#### The input:
○ ○ ○

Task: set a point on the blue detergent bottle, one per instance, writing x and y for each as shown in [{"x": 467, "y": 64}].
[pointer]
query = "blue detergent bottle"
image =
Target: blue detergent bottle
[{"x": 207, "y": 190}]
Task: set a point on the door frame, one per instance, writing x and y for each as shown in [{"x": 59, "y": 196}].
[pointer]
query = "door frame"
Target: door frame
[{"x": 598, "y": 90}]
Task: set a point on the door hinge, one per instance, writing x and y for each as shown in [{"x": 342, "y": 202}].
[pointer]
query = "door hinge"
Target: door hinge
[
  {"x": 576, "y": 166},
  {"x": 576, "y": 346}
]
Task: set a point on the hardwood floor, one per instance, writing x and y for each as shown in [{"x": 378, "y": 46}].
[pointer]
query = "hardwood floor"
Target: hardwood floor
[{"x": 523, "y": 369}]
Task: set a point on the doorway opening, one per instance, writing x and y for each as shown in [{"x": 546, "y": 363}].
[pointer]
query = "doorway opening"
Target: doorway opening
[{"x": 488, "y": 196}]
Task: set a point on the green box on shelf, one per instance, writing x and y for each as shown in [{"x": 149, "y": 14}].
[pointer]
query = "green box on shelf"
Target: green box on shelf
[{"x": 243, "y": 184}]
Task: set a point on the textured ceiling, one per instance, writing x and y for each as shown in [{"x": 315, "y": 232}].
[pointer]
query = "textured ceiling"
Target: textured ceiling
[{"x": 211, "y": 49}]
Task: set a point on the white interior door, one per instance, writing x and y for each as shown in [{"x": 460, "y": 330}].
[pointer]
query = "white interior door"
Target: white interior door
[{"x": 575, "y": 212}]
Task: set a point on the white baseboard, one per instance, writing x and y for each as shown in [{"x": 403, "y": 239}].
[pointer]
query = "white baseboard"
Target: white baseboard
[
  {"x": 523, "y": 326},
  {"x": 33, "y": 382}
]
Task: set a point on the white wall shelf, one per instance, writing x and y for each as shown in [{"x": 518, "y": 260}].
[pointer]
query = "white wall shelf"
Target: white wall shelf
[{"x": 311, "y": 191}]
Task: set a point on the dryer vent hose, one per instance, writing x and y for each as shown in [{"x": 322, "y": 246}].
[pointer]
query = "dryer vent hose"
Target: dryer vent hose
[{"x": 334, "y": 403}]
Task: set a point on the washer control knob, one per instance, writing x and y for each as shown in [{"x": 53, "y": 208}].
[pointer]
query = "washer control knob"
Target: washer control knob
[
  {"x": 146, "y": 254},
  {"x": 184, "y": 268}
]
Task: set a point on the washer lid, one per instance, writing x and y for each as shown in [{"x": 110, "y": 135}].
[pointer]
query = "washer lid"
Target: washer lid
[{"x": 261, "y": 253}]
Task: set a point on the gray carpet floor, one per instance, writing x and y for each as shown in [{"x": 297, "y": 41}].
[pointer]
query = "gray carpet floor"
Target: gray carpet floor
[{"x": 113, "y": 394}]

○ ○ ○

#### The problem:
Working from the material above, retype it in its entirety without change.

#### Exercise answer:
Task: set a point on the blue detergent bottle, one per instance, writing x and y for each as shown in [{"x": 467, "y": 64}].
[pointer]
query = "blue detergent bottle"
image =
Target: blue detergent bottle
[{"x": 207, "y": 190}]
Task: set a point on the door frame, one per instance, writing x and y for each as shown in [{"x": 59, "y": 196}].
[pointer]
query = "door frame"
Target: door frame
[{"x": 598, "y": 90}]
Task: set a point on the door hinge, one per instance, writing x and y for each as shown in [{"x": 342, "y": 202}].
[pointer]
query = "door hinge"
Target: door hinge
[
  {"x": 576, "y": 166},
  {"x": 576, "y": 346}
]
Task: set a point on the hardwood floor, one per instance, writing x and y for each as shown in [{"x": 378, "y": 46}].
[pointer]
query = "hardwood floor"
Target: hardwood floor
[{"x": 523, "y": 369}]
Task: set a point on the doorway opening, one per instance, writing x and y for each as shown in [{"x": 546, "y": 363}].
[pointer]
query = "doorway opening"
Target: doorway opening
[{"x": 488, "y": 196}]
Task: set a point on the green box on shelf, one per instance, writing x and y for each as shown in [{"x": 149, "y": 14}].
[pointer]
query = "green box on shelf"
Target: green box on shelf
[{"x": 243, "y": 184}]
Task: set a point on the textured ceiling, one per instance, writing x and y for each as shown in [{"x": 315, "y": 232}].
[pointer]
query = "textured ceiling"
Target: textured ceiling
[{"x": 211, "y": 49}]
Task: set a point on the white interior door, one per instance, writing x and y for each as shown in [{"x": 460, "y": 330}].
[pointer]
query = "white interior door"
Target: white interior door
[{"x": 575, "y": 212}]
Task: set a point on the white baseboard, one per instance, writing x and y for each as shown in [{"x": 403, "y": 239}].
[pointer]
query = "white baseboard"
Target: white baseboard
[
  {"x": 523, "y": 326},
  {"x": 33, "y": 382}
]
Task: set a point on the white wall shelf, one per instance, writing x and y for each as shown in [{"x": 518, "y": 260}].
[pointer]
query = "white wall shelf"
Target: white wall shelf
[{"x": 311, "y": 191}]
Task: set a point on the dryer vent hose, one per instance, writing x and y for each as shown in [{"x": 322, "y": 246}].
[pointer]
query = "dryer vent hose"
Target: dryer vent hose
[{"x": 334, "y": 403}]
Task: set a point on the washer control knob, one per instance, writing x and y for each as shown in [{"x": 53, "y": 208}].
[pointer]
query = "washer control knob"
Target: washer control knob
[
  {"x": 146, "y": 254},
  {"x": 184, "y": 268}
]
Task: set a point on the washer lid, one per instance, writing x and y for each as shown in [{"x": 110, "y": 135}].
[pointer]
query = "washer lid"
Target: washer lid
[{"x": 261, "y": 253}]
Task: set a point on the gray carpet floor, one per instance, writing x and y for each as shown in [{"x": 297, "y": 41}].
[pointer]
query = "gray carpet floor"
Target: gray carpet floor
[{"x": 113, "y": 394}]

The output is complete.